— WHAT IS NEEDED —
Replace "twig" with "small branch" in the lines running from the one containing "TARGET = green leaf" through the end of the material, inclusive. Reproduce only those lines, with nothing else changed.

— Stored items —
Start

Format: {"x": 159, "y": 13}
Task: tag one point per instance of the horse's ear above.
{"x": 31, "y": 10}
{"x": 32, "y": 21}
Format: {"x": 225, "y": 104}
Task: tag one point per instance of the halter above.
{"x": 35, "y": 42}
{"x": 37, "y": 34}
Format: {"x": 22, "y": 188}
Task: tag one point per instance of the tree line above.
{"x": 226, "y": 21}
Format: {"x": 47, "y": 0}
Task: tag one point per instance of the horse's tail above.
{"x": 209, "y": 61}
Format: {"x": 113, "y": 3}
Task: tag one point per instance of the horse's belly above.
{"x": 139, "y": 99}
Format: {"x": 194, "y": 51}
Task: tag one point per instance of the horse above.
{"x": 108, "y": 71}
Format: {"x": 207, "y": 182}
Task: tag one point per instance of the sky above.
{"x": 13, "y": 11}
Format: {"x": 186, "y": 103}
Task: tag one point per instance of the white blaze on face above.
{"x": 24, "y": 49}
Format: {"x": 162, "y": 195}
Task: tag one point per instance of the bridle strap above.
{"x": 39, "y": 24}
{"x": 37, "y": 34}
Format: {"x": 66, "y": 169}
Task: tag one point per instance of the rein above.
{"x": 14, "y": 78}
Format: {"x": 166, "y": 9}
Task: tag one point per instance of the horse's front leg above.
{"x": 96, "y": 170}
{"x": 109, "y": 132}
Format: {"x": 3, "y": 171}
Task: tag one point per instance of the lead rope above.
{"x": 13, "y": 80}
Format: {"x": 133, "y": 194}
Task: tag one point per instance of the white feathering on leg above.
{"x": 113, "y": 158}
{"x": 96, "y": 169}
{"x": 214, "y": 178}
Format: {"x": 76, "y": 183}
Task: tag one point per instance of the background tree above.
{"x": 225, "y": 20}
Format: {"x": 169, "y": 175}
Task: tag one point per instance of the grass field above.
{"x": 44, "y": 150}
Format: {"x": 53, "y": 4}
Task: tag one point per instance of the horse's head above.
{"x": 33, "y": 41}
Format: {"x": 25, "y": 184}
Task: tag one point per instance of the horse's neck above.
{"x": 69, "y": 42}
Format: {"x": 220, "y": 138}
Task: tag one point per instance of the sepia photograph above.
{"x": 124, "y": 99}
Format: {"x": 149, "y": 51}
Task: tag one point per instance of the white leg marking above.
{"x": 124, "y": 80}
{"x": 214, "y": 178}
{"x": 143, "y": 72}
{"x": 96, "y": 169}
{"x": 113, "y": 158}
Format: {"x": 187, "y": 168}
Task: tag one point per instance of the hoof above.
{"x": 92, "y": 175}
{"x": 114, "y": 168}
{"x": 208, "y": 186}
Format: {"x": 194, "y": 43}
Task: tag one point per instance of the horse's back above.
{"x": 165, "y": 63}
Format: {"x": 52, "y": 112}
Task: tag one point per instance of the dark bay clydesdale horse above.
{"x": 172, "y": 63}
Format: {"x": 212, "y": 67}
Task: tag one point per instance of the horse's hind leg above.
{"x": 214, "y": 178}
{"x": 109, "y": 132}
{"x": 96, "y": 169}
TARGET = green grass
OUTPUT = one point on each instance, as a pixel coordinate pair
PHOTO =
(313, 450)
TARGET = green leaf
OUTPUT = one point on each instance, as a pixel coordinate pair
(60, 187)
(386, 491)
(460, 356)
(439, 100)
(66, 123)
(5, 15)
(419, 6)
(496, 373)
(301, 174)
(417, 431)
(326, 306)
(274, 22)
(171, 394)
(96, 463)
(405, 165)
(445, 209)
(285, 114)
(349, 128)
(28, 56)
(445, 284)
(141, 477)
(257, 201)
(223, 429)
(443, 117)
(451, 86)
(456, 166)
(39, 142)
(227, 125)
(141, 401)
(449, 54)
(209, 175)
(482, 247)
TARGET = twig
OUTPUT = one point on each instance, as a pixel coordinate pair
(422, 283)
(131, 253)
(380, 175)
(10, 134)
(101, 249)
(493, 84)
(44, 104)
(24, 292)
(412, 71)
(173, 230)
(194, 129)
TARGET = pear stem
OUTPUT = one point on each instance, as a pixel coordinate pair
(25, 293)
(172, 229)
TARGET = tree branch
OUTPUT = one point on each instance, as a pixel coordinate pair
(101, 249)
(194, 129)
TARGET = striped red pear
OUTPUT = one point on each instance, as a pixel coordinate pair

End

— SOLUTION FOR THIS TASK —
TARGET = green leaf
OUTPUT = one point on each instance, as a pixel coordinate pair
(60, 187)
(386, 491)
(460, 356)
(439, 100)
(66, 123)
(5, 15)
(419, 6)
(496, 373)
(301, 174)
(417, 431)
(326, 306)
(274, 22)
(171, 394)
(96, 463)
(405, 165)
(445, 209)
(285, 114)
(349, 128)
(28, 56)
(445, 284)
(141, 477)
(257, 201)
(223, 429)
(443, 117)
(451, 86)
(456, 166)
(39, 142)
(227, 125)
(141, 401)
(449, 54)
(209, 175)
(482, 247)
TARGET = small branch
OUTPUT = one point on each instance, as a pixel coordinate pair
(422, 283)
(131, 253)
(380, 175)
(10, 134)
(101, 249)
(493, 84)
(44, 104)
(24, 292)
(412, 71)
(173, 230)
(194, 129)
TARGET = pear stem
OUTPUT = one point on each instance, as a pixel coordinate pair
(25, 293)
(172, 229)
TARGET = tree branch
OUTPUT = one point on each instance, as a pixel coordinate pair
(101, 249)
(194, 129)
TARGET = striped red pear
OUTPUT = one point on each instance, as a pixel coordinate pair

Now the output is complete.